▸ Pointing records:
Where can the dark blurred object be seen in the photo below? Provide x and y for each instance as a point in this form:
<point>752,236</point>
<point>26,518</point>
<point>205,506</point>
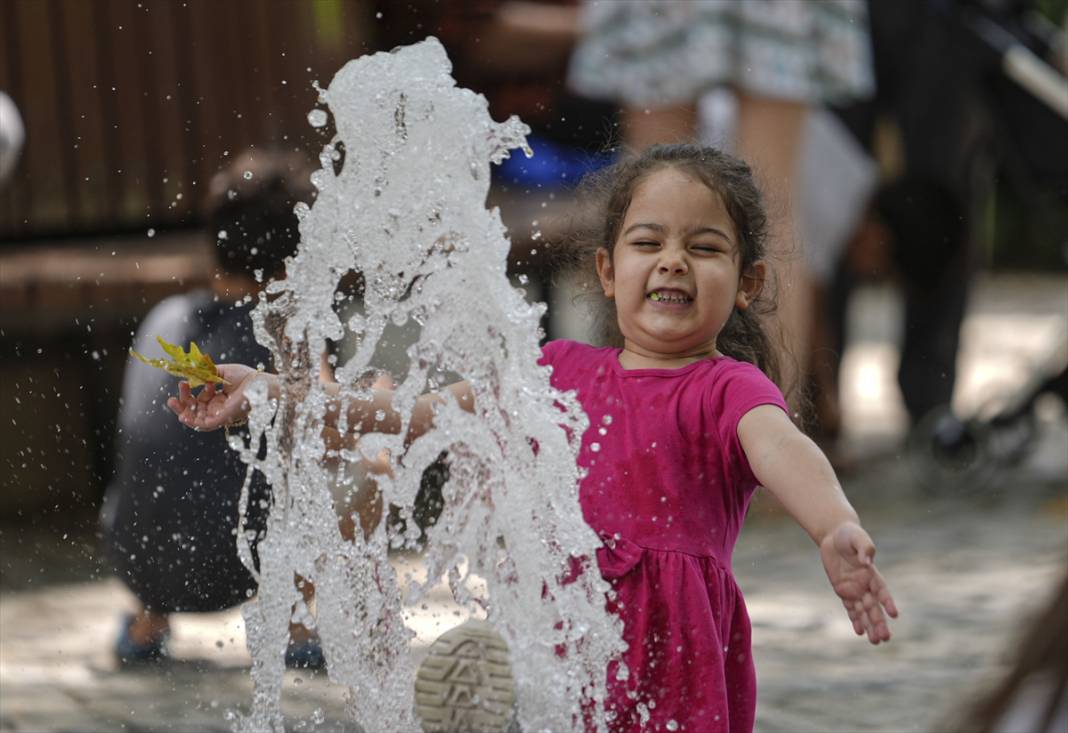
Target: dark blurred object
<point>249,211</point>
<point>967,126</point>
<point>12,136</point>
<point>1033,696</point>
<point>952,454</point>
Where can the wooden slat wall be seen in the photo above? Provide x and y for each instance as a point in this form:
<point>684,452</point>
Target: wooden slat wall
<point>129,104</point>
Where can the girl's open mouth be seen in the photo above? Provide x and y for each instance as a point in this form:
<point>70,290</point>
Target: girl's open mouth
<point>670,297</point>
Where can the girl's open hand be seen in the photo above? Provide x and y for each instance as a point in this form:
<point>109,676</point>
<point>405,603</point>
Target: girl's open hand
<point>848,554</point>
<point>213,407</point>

...

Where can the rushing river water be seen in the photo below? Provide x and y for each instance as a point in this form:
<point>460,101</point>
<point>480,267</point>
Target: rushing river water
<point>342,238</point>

---

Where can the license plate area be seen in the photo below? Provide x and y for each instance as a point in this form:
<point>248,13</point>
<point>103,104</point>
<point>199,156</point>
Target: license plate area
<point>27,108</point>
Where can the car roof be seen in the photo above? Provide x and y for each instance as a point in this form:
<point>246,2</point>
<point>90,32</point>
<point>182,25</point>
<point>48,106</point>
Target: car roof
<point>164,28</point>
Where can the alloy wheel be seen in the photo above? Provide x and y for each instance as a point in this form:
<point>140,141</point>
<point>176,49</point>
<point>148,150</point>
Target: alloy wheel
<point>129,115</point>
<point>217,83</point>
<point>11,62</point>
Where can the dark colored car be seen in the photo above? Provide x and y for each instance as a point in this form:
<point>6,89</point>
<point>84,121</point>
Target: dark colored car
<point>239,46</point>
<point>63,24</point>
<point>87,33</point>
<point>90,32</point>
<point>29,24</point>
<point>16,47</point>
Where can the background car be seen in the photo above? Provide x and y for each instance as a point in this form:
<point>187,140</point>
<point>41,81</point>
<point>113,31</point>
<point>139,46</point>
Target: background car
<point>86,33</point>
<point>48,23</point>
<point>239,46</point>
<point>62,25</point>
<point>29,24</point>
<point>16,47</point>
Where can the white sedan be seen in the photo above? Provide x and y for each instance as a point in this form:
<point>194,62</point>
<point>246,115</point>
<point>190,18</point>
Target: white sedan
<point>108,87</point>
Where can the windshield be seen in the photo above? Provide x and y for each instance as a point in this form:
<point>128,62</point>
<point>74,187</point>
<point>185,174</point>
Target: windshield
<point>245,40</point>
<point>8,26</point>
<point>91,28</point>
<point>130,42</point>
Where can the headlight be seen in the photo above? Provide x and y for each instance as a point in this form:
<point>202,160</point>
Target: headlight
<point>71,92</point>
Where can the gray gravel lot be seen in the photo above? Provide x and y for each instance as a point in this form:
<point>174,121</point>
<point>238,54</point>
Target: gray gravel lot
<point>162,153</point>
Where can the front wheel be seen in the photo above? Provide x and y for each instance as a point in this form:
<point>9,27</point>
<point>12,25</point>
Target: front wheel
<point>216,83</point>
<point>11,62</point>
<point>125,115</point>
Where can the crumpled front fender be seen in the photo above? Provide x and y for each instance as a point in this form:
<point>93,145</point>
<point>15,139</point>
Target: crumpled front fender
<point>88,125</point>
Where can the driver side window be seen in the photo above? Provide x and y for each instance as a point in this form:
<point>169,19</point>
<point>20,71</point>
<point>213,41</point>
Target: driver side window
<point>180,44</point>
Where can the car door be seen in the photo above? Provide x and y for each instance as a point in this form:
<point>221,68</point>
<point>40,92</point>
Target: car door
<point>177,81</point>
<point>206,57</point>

▸ EXERCISE INSTRUCTIONS: Put the listing's lines, from the line with "Where can the dark blurred" through the line with "<point>213,407</point>", both included, into a JSON list of strings with one string per line and no blank lines. Leave the pictures out of the answer.

▸ SOLUTION:
[
  "Where can the dark blurred object be seen in the photo below? Provide x and y for each instance as a point in this form:",
  "<point>752,236</point>",
  "<point>26,518</point>",
  "<point>205,506</point>",
  "Target: dark blurred object",
  "<point>249,211</point>",
  "<point>967,126</point>",
  "<point>12,136</point>",
  "<point>1033,696</point>",
  "<point>952,454</point>",
  "Where can the wooden slat wall be seen in the photo above? Provide x and y for each instance as a point in this form:",
  "<point>684,452</point>",
  "Target: wooden slat wall",
  "<point>129,104</point>",
  "Where can the girl's open mouth be seen in the photo above? Provide x and y for each instance as a point in this form:",
  "<point>70,290</point>",
  "Target: girl's open mouth",
  "<point>670,297</point>",
  "Where can the girl's open hand be seen in the photo above? Provide x and y for each instance as a point in this form:",
  "<point>109,676</point>",
  "<point>405,603</point>",
  "Target: girl's open hand",
  "<point>848,554</point>",
  "<point>213,407</point>"
]